— TEXT EXCERPT —
[Start of Attachment]

The HMAC signature on each entry includes user_id, so tampering that swaps a different user’s id into an entry breaks the signature. verify_signature(entries, secret) validates the chain on read.

Verifying isolation under load

bench/multi_tenant.py simulates N concurrent users × M turns through one shared Agent and reports p50 / p99 latency, RSS growth, isolation violations (cross-user data leakage), and budget accounting mismatches:

python bench/multi_tenant.py --users 100 --turns 3
python bench/multi_tenant.py --users 500 --turns 5  # stress

Output for the 500 × 5 stress run on a developer laptop:

============================================================
  Multi-tenant load bench
============================================================
  users          : 500
  turns / user   : 5
  total runs     : 2500

  p50 turn latency : 1008.04 ms
  p99 turn latency : 1057.01 ms
  RSS growth         : 10179 KB
  per-user growth    : 20.36 KB/user

  isolation violations : 0
  budget mismatches    : 0

  PASS: isolation + budget accounting hold under load

A smoke-test variant runs as part of the regular pytest suite (tests/test_multi_tenant_load.py) at lower scale (10 users × 2 turns) so a regression to the isolation contract gets caught in CI.

[End of Attachment]

— TASKS TO CARRY OUT —
1. For the excerpt on the multi-tenant load bench, say whether each statement agrees with it: (a) the HMAC signature on each entry covers the user's id; (b) the smoke-test variant in the pytest suite runs 100 users × 3 turns; (c) the 500 × 5 stress run reported isolation violations. Answer yes or no for each, quoting the deciding words.
2. From the excerpt on the multi-tenant load bench, set down word for word the passage starting with "The HMAC signature" and going on through "chain on read.".
The material has no connection to the excerpt on the multi-tenant load bench.

— DATA RECORDS —
[Start of Attachment]

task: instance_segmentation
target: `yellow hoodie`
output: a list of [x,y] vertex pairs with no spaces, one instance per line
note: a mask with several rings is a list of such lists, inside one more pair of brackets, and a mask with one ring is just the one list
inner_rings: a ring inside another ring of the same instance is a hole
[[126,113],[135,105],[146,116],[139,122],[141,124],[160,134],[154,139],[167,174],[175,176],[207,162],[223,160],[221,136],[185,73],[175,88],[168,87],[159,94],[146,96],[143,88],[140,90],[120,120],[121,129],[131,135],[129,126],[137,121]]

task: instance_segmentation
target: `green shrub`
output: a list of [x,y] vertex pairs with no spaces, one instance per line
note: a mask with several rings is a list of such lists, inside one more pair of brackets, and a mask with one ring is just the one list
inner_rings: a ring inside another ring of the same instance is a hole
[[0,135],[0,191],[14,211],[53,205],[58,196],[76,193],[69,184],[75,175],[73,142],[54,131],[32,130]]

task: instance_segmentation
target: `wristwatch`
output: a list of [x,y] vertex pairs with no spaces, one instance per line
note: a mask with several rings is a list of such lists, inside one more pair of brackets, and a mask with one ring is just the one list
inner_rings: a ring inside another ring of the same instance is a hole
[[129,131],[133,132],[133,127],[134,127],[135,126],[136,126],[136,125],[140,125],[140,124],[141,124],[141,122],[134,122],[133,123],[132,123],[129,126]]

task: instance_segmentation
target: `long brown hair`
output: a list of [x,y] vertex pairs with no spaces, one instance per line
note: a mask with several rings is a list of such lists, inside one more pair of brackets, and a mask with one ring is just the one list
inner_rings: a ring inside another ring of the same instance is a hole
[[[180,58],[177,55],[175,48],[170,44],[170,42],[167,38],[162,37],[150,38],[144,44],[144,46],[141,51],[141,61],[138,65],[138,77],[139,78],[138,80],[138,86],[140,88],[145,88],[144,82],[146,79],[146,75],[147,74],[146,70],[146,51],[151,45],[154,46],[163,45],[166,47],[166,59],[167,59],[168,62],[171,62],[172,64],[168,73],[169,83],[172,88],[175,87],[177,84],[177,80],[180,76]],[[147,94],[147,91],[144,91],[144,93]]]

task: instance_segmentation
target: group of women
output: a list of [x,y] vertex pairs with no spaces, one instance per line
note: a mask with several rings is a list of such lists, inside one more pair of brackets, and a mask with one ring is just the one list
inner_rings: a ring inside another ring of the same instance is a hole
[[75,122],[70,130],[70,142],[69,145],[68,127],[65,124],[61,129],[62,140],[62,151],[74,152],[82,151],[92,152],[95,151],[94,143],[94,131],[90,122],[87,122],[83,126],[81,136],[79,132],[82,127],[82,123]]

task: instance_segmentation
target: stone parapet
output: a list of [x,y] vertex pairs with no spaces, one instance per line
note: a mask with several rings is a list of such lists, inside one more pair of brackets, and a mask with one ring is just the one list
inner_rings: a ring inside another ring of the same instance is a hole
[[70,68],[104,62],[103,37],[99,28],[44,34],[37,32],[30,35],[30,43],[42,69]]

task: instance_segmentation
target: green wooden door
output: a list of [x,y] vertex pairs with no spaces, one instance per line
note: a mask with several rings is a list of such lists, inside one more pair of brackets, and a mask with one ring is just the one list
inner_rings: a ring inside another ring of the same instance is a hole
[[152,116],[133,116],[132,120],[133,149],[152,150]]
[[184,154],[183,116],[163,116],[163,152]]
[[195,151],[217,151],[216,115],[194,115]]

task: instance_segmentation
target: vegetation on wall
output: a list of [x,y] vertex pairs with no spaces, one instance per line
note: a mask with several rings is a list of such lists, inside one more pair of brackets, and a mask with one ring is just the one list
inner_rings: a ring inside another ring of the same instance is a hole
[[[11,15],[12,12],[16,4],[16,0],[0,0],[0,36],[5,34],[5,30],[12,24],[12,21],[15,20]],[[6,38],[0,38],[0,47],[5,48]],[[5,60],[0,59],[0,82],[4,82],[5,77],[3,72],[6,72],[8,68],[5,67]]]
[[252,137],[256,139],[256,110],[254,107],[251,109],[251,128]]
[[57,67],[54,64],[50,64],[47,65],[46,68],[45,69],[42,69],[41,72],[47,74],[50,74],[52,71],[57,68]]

[End of Attachment]

— EXPECTED RESULTS —
1.
(a) Yes: "The HMAC signature on each entry includes user_id".
(b) No: "at lower scale (10 users × 2 turns)".
(c) No: "isolation violations : 0".

2.
The HMAC signature on each entry includes user_id, so tampering that swaps a different user’s id into an entry breaks the signature. verify_signature(entries, secret) validates the chain on read.